DATA ROWS:

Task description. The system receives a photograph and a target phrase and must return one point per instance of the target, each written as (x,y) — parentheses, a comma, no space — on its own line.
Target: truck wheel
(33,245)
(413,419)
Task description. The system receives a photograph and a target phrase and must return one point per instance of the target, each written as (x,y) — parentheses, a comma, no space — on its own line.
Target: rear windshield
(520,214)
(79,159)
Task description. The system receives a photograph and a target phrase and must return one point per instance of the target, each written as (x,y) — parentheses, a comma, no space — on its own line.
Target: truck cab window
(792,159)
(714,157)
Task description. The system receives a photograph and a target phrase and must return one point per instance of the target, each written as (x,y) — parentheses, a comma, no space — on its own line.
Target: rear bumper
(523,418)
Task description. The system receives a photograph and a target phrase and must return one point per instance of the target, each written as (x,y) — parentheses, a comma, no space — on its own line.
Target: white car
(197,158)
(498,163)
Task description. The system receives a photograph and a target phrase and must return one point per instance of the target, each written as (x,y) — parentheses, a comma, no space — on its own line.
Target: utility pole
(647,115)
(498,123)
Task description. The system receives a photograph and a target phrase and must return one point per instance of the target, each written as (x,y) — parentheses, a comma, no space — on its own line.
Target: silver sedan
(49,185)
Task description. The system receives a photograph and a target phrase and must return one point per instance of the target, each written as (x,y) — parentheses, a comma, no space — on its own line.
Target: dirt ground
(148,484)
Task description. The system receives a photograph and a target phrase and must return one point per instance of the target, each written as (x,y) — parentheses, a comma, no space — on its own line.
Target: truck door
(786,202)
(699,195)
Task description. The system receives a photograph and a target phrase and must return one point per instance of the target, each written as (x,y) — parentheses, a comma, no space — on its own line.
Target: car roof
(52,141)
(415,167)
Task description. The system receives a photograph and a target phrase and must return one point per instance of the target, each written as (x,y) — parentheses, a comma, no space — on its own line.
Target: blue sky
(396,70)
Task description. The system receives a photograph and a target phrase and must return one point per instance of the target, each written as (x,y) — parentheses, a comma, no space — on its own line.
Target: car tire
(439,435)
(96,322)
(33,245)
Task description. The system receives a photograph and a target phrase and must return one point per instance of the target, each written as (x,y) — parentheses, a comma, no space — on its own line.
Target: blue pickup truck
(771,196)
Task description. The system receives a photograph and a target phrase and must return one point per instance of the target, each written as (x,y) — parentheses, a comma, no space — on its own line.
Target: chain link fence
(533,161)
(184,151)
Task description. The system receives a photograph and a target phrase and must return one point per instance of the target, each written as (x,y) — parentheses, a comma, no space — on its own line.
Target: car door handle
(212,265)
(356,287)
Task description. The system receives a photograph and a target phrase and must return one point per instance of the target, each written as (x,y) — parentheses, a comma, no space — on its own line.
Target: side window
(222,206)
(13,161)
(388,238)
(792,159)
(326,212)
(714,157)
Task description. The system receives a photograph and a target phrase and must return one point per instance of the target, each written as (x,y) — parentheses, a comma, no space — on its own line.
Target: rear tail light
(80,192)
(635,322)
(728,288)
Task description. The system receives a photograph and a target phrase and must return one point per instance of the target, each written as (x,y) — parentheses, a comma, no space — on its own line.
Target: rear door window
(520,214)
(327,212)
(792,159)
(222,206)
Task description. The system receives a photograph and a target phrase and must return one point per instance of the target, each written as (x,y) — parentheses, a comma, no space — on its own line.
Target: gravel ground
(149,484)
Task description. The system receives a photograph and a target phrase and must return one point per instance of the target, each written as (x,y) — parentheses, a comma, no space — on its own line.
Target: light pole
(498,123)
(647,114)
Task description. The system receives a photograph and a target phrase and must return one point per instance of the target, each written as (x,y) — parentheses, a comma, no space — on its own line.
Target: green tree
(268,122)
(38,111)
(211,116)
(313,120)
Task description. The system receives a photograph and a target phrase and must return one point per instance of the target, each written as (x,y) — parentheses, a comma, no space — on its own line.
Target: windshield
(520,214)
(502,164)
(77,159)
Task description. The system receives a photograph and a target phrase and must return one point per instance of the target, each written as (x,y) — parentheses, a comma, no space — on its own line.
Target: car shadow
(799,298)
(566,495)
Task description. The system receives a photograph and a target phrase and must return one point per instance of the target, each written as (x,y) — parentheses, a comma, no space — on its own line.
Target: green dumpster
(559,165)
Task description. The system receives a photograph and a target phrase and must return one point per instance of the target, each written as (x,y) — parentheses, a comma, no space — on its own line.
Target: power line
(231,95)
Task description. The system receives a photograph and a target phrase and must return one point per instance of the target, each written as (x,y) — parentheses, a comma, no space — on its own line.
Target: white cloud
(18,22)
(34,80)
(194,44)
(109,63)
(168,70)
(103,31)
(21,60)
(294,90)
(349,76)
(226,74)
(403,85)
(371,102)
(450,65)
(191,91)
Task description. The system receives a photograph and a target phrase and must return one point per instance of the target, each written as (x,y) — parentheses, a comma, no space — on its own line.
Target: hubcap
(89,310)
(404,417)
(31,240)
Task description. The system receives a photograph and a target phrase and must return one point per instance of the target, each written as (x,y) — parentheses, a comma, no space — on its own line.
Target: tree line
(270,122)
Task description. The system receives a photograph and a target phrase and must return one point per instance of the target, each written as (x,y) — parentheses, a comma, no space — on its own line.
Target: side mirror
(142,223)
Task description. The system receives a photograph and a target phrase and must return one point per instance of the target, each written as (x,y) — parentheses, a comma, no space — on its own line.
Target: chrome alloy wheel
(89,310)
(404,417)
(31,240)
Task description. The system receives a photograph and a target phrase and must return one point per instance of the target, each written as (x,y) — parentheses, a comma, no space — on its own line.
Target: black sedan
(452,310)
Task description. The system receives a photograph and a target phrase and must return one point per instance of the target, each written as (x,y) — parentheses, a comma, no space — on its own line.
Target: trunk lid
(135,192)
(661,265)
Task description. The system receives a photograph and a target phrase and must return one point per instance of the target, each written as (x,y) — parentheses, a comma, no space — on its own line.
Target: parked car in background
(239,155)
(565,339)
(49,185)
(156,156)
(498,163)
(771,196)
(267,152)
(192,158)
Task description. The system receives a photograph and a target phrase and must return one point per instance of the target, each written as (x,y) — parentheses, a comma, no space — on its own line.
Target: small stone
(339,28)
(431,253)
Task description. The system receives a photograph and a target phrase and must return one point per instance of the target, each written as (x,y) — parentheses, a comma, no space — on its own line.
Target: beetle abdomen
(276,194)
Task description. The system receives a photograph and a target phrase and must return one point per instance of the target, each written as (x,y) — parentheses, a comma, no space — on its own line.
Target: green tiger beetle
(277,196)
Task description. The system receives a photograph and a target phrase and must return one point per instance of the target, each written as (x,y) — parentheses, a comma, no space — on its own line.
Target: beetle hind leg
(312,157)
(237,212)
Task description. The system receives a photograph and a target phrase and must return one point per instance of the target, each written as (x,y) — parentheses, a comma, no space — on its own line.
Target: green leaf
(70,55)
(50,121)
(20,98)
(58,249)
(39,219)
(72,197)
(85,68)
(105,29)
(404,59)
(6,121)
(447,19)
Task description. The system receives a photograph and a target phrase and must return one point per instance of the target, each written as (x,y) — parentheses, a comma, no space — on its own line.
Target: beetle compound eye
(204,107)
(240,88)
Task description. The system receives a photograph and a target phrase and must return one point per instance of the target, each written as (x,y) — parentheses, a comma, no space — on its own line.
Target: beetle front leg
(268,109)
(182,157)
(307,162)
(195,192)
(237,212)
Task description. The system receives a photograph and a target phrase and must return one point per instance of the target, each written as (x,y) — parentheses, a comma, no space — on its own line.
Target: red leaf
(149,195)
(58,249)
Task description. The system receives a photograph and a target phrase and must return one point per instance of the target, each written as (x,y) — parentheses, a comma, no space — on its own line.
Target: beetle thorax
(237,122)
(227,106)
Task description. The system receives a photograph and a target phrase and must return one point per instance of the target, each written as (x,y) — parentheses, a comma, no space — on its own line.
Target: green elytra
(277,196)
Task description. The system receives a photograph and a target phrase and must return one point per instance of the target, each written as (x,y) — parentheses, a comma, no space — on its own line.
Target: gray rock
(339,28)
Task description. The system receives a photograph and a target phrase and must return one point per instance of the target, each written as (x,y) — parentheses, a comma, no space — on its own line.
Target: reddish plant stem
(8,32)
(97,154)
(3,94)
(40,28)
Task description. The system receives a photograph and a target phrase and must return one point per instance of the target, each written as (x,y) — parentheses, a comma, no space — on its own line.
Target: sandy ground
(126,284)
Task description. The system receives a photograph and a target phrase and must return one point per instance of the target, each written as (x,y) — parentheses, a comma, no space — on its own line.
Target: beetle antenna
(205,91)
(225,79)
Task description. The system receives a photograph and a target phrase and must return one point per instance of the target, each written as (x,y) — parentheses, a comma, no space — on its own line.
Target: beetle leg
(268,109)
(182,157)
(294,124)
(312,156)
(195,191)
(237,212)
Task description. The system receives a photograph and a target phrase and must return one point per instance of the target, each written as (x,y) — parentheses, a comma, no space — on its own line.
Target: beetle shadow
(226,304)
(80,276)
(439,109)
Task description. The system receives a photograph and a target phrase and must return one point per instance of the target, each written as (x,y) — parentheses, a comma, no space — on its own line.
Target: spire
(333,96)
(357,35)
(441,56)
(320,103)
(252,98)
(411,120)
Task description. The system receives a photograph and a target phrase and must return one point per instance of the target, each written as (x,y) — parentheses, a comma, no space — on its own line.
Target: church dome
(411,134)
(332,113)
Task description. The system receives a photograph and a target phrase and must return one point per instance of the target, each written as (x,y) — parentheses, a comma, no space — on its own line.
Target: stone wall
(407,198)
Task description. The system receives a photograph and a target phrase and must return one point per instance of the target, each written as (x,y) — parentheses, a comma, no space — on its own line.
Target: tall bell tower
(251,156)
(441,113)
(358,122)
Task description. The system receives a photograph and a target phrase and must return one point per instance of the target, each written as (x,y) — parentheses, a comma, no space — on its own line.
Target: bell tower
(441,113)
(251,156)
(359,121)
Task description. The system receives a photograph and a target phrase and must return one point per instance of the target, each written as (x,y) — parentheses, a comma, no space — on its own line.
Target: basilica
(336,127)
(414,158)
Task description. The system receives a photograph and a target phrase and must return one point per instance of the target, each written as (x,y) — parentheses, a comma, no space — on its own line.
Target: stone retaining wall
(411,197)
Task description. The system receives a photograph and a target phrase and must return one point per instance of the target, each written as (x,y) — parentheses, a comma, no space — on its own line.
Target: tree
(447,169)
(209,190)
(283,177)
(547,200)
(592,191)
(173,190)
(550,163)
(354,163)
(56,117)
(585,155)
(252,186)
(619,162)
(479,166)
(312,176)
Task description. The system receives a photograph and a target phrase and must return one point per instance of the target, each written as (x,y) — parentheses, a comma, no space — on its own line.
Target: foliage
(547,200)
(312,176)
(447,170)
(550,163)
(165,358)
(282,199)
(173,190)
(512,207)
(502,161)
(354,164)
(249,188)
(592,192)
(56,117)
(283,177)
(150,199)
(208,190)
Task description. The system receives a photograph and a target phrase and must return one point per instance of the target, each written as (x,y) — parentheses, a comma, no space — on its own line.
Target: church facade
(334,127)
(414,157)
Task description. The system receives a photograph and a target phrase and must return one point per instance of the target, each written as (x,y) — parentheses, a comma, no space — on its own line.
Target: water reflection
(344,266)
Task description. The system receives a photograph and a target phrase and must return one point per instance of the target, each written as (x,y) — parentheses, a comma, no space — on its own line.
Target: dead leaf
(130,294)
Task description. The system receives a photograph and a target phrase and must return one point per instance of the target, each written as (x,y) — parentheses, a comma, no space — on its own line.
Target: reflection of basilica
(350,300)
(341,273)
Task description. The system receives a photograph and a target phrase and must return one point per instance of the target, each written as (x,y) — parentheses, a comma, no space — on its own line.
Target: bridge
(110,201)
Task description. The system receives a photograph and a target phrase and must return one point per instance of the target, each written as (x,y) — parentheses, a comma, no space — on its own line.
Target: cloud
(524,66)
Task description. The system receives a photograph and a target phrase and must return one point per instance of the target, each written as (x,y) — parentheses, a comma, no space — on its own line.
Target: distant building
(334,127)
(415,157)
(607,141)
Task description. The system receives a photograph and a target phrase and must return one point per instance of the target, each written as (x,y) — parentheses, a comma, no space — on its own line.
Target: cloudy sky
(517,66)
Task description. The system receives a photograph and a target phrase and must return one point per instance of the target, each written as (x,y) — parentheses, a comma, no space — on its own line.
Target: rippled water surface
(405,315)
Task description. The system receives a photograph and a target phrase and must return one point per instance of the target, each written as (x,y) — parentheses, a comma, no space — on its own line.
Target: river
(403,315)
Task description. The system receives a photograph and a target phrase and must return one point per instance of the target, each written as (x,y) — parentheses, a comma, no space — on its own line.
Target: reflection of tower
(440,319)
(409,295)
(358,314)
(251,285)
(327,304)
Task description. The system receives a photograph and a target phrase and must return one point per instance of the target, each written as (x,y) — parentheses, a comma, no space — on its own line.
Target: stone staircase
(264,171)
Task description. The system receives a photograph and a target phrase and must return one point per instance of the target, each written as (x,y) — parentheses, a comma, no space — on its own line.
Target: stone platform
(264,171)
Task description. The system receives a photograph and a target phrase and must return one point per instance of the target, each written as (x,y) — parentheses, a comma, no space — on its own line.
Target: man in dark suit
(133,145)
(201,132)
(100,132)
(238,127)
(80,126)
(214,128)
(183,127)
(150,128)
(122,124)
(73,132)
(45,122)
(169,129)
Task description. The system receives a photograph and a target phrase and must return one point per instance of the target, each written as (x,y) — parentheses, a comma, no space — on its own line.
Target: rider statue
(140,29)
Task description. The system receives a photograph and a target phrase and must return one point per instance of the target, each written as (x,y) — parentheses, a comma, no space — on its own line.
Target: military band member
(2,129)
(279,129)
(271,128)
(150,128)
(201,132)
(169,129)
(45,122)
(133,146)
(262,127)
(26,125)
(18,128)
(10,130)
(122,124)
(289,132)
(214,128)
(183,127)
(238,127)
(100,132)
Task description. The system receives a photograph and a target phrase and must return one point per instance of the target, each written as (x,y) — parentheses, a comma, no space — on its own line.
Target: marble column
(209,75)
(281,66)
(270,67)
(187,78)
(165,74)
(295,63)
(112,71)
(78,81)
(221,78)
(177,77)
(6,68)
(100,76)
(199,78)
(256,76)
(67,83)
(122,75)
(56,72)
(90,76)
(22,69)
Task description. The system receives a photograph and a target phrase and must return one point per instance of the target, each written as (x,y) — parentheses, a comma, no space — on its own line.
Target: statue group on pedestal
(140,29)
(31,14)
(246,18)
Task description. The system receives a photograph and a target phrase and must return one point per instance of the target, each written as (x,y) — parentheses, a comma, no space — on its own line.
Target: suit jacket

OBJECTIVE:
Tally the lines of the material above that contain the word "shadow" and give only that number.

TASK ANSWER:
2